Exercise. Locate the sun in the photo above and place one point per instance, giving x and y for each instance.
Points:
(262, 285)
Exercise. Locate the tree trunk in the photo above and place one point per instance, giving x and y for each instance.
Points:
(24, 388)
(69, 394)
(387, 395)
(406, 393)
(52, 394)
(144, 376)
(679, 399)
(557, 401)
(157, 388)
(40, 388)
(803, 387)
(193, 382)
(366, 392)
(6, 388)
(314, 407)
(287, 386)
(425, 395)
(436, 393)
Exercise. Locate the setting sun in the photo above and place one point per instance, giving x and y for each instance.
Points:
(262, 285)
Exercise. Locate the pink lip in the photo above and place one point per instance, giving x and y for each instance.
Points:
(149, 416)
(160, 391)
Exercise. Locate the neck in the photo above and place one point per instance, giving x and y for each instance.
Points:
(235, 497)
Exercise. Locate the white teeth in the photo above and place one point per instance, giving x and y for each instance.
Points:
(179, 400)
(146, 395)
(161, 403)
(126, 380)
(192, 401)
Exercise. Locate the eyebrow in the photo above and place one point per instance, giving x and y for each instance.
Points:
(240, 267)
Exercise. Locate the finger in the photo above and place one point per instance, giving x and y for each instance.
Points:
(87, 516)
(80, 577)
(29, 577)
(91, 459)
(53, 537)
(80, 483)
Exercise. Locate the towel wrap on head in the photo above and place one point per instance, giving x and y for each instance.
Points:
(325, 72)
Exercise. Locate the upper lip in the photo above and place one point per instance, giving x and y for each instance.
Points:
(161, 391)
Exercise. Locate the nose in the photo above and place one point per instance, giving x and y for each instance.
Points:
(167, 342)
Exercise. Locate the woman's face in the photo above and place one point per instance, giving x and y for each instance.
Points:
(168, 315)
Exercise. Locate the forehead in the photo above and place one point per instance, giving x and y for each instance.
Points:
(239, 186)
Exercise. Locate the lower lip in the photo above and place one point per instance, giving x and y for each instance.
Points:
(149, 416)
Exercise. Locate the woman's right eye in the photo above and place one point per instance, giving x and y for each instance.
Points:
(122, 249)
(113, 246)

* Exercise aim
Each record should be given again exactly as it reads.

* The completed task
Exercise. Locate the sun in the photo above and place one point per instance, giving x and y for each instance.
Points:
(262, 285)
Exercise. Locate the tree trunk in the photo above and place one point per instance, giving x and y for each instance.
Points:
(24, 388)
(69, 394)
(387, 395)
(406, 393)
(52, 394)
(144, 376)
(679, 399)
(557, 401)
(157, 388)
(40, 388)
(803, 387)
(193, 382)
(366, 392)
(6, 388)
(314, 407)
(287, 386)
(425, 395)
(436, 393)
Exercise. Locate the setting sun in the photo above and place one point per instance, giving x and y for each instance.
Points:
(262, 285)
Exercise. Locate the pink lip in the photo above and place one point per instance, giving x and y for each instance.
Points:
(149, 416)
(160, 391)
Exercise. Locate the neck in the photo above and place one point per instance, giving x and y for each instance.
Points:
(235, 497)
Exercise. Locate the white teeth in the photo above and place one point per instance, giving x and y for each instance.
Points:
(179, 400)
(146, 395)
(161, 403)
(126, 380)
(192, 401)
Exercise. Locate the eyebrow in the photo above and place one point per instance, giving x and y for each instance.
Points:
(240, 267)
Exercise. Locate the finger in the photo above and place one point per instance, giving x and y for each instance.
Points:
(87, 516)
(80, 577)
(29, 577)
(91, 459)
(53, 537)
(80, 483)
Exercise. Locate the towel wrap on head in the photo above and place one point per instance, giving x and y for each instance.
Points:
(325, 72)
Exercise. Locate the upper lip in the photo above and place one point per instance, giving x and y for each instance.
Points:
(161, 391)
Exercise. Locate the nose in the photo above and place one point per instance, giving x and y for each instance.
Points:
(167, 342)
Exercise. Locate the woman's face in the photo above and place one point per instance, giving x and y for each instance.
Points:
(168, 315)
Exercise. Locate the forehead in the photo above and place one point per instance, giving x and y for each instance.
Points:
(239, 186)
Exercise. Locate the lower lip in the photo above and place one point per instance, giving x and y for each instance.
Points:
(149, 416)
Exercise. Locate the woman's right eye in the photo above and place one point per instance, giving x and y for each instance.
Points:
(122, 249)
(113, 246)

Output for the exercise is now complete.